(Position identification records)
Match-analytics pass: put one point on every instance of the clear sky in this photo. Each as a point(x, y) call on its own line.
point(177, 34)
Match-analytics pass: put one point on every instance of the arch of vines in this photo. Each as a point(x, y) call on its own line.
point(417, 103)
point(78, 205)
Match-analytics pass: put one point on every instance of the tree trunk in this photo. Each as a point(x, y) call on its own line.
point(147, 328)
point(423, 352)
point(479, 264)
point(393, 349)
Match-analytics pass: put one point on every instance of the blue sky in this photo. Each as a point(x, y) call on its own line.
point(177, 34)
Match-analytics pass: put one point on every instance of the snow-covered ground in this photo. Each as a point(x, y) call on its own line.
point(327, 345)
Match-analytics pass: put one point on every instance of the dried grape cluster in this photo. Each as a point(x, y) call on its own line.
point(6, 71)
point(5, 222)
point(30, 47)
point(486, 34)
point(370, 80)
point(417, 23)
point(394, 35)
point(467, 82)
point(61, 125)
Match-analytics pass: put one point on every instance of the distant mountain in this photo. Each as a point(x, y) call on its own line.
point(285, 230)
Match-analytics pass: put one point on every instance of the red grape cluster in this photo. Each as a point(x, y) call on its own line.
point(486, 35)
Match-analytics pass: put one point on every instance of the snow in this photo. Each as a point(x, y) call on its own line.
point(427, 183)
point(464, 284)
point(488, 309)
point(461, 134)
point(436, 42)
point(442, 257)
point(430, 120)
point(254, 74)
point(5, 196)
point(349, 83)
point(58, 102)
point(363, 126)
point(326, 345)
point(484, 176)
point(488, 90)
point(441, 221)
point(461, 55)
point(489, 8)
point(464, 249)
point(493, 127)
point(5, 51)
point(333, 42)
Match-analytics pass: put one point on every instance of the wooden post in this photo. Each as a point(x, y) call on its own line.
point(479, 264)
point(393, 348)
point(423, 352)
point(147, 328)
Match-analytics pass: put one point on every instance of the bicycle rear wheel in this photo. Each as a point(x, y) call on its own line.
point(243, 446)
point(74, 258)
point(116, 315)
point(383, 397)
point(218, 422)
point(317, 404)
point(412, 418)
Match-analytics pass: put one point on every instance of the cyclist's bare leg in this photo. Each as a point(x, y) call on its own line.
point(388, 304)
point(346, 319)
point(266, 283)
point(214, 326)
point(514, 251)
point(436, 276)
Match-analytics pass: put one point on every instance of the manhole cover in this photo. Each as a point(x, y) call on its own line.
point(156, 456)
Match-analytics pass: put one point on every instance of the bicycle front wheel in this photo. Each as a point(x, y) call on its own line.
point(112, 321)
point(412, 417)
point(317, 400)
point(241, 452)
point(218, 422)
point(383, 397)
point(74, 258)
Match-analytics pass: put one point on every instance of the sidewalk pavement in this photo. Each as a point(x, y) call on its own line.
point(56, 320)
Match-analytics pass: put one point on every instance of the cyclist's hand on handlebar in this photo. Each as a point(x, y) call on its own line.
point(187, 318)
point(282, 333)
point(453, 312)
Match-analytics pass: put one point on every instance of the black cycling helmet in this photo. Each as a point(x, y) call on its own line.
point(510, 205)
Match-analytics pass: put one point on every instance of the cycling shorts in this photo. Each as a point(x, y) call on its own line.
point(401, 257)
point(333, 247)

*Given request*: Return the listing above in its exact form.

*Exercise output*:
Match-analytics pass: put one point on every instance of the clear sky in this photo. Each as a point(x, y) call on its own line.
point(177, 34)
Match-analytics pass: put one point on every instance of the arch of vines in this photo. Each as a point(x, y) call on its own line.
point(417, 103)
point(78, 205)
Match-analytics pass: put one point on every instance of the tree trunk in this photo. Each as a point(x, y) call on its own line.
point(147, 328)
point(423, 352)
point(479, 264)
point(393, 349)
Match-analytics pass: put one point on every instance of the blue sky in this photo. Each as a point(x, y) call on its own line.
point(177, 34)
Match-analytics pass: put one point on every instance of the snow-covered ground in this photo. Each as a point(x, y) call on its own line.
point(327, 345)
Match-analytics pass: put one point on every instance of the dried grape cluster in this photo. Each as a point(x, y) call on its own line.
point(6, 71)
point(5, 222)
point(30, 47)
point(486, 34)
point(370, 80)
point(417, 23)
point(394, 35)
point(467, 82)
point(61, 125)
Match-analytics pass: put one point on every instance of the distant mountain in this photo. Each as a point(x, y) call on its own line.
point(285, 230)
Match-analytics pass: put one point on every instance of the red grape cluster in this photo. Each as a point(x, y) call on its own line.
point(486, 35)
Match-analytics pass: put one point on every instance of the snow in this photo. Each as a point(x, y) call on its own line.
point(427, 183)
point(464, 284)
point(488, 309)
point(461, 134)
point(436, 42)
point(442, 257)
point(430, 120)
point(254, 74)
point(5, 196)
point(349, 83)
point(58, 102)
point(363, 126)
point(326, 345)
point(484, 176)
point(488, 90)
point(441, 221)
point(461, 55)
point(489, 8)
point(464, 249)
point(493, 127)
point(5, 51)
point(333, 42)
Match-analytics pass: put one point on every instance of the wooden post in this photo. Each as a point(x, y) call on its own line.
point(479, 264)
point(393, 348)
point(423, 352)
point(147, 328)
Match-analytics pass: put one point on every instance of the bicycle rear wheel in this photo. Each as a point(x, y) call on its own line.
point(243, 446)
point(74, 258)
point(116, 315)
point(383, 397)
point(218, 422)
point(317, 404)
point(412, 418)
Match-analytics pass: put one point on every instance of the cyclist's bare leg in this photo. Each as a point(x, y) call on its own line.
point(388, 304)
point(346, 319)
point(266, 283)
point(214, 326)
point(514, 251)
point(436, 276)
Match-analytics pass: put one point on every instance of the manhole cover in this photo. Each as a point(x, y) call on its own line.
point(156, 456)
Match-analytics pass: put one point on every instance of the bicycle front wheel in this photo. Each as a point(x, y) call on its own line.
point(112, 321)
point(412, 417)
point(317, 400)
point(241, 452)
point(218, 422)
point(383, 397)
point(74, 258)
Match-analytics pass: put one point on every instance of the sidewalk pavement in this photo. Each as a point(x, y) call on its own line.
point(56, 320)
Match-analytics pass: put one point on every instance of the cyclist's hand on handlebar in this photo. Each as a point(x, y) call on its own line.
point(187, 318)
point(282, 333)
point(453, 312)
Match-analytics pass: put one point on every instance of the black cycling helmet in this photo. Each as a point(x, y) call on its own line.
point(510, 205)
Match-analytics pass: put one point on every instance of the cycling shorts in this photo. Each as a point(x, y) call on its own line.
point(401, 257)
point(333, 247)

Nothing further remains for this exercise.